## 元の文章:

━━━━━━━━

『トパーズ』を観ました。
フランス情報部員デベロウは、CIAのマイクからソ連の高官クセノフがアメリカに亡命した事を知る。
反武装派であるクセノフの情報によると、ソ連がキューバに兵器を横流ししているというのだ。
その証拠となる覚書を持っているのは、キューバの指導者パラ。しかし、パラは反米主義者であるためにCIAは近付けない。
そんなマイクの依頼を受け、母国フランスにも内密に調査を開始するデベロウ。
どうにか覚書の写しを手に入れ、兵器の受け渡しが事実であった事を知ったデベロウは妻ニコールの制止を振り切り、単身キューバに向かうが……といったお話。
監督はアルフレッド・ヒッチコックさん。
ヒッチさんと言えば、これまでサービス精神に富んだ作品を作り続けてきましたが、『引き裂かれたカーテン』に続いての本作共々、どうも作風が変わってしまった感じ。世間的にもイマイチ評価が低いようです。
まぁ、他人の意見はさておいたとして、俺ッチが感じる『引き裂かれた~』&本作があまり面白くない理由とは、お話が分かりにくい点にあるんじゃないかと。
当時の政治的な背景を映した両作ですが、その要素が色濃すぎるんですよね。
本作に関してはキューバ危機を題材にしていますが、俺ッチのような世相に疎い人間としては、現実に起きた事件の詳細とか分かんない(つーか忘れた)ので、ちょっと混乱すると、ソッコー置いてけぼりを食らうんですよ(笑)。
どんだけスリリングな作品の中にも必ずユーモアを交えるというヒッチさんのイズムもどこへやら、本作はシリアス一辺倒で、これまでの気楽に観始められた作品群とはえらく異なる作風に、少なからずの違和感を抱く作品でした。
ざっくり言えば本作はスパイ映画という事で、その代表格たるOO7シリーズの影がチラつきます。
本作の主人公デベロウはジェームズ・ボンドに比べると大真面目なキャラですが、これは国家の存亡を懸けるスパイがああまでジョークを言うような軽い男でいいのかという、OO7シリーズへのカウンターにも思えますが、気のせいでしょう(笑)。
逆に、ユーモア大好きなヒッチさんが描くボンドも面白そうな気もしますが…。
銃を使わないスパイが新鮮に思えてしまうのも、OO7シリーズの影響があるんでしょうね。
俺ッチも含め、1度目の鑑賞ではピンと来ない人が多いんでしょうか?
その後、キューバ革命について予備知識を身に着けた上で、なるべくスパンを空けず再鑑賞に臨めば、1度目のモヤモヤが晴れそうな気はします。
もしくは吹替音声で鑑賞すれば、字幕を補完する情報も入って来るので、さらに分かりやすく感じるかもしれませんね。
――って事で、再見しました。

━━━━━━━━

## 提示資料:
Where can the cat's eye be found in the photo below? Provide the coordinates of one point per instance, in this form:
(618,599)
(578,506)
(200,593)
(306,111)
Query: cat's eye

━━━━━━━━

## 出題内容 A:
元の文章のうち、「本作に関してはキューバ危機を」から「すく感じるかもしれませんね。」までを、その語句も含めて一字一句そのまま書き出してください。
## 出題内容 B:
元の文章について、次の問いに答えてください。
(i) ソ連の高官クセノフがアメリカに亡命した事を、デベロウは誰から知りましたか。
(ii) この映画の監督は誰ですか。
(iii) この映画が題材にしているのは何ですか。

## 正答例 A:
本作に関してはキューバ危機を題材にしていますが、俺ッチのような世相に疎い人間としては、現実に起きた事件の詳細とか分かんない(つーか忘れた)ので、ちょっと混乱すると、ソッコー置いてけぼりを食らうんですよ(笑)。
どんだけスリリングな作品の中にも必ずユーモアを交えるというヒッチさんのイズムもどこへやら、本作はシリアス一辺倒で、これまでの気楽に観始められた作品群とはえらく異なる作風に、少なからずの違和感を抱く作品でした。
ざっくり言えば本作はスパイ映画という事で、その代表格たるOO7シリーズの影がチラつきます。
本作の主人公デベロウはジェームズ・ボンドに比べると大真面目なキャラですが、これは国家の存亡を懸けるスパイがああまでジョークを言うような軽い男でいいのかという、OO7シリーズへのカウンターにも思えますが、気のせいでしょう(笑)。
逆に、ユーモア大好きなヒッチさんが描くボンドも面白そうな気もしますが…。
銃を使わないスパイが新鮮に思えてしまうのも、OO7シリーズの影響があるんでしょうね。
俺ッチも含め、1度目の鑑賞ではピンと来ない人が多いんでしょうか?
その後、キューバ革命について予備知識を身に着けた上で、なるべくスパンを空けず再鑑賞に臨めば、1度目のモヤモヤが晴れそうな気はします。
もしくは吹替音声で鑑賞すれば、字幕を補完する情報も入って来るので、さらに分かりやすく感じるかもしれませんね。

## 正答例 B:
(i) CIAのマイクです。
(ii) アルフレッド・ヒッチコックです。
(iii) キューバ危機です。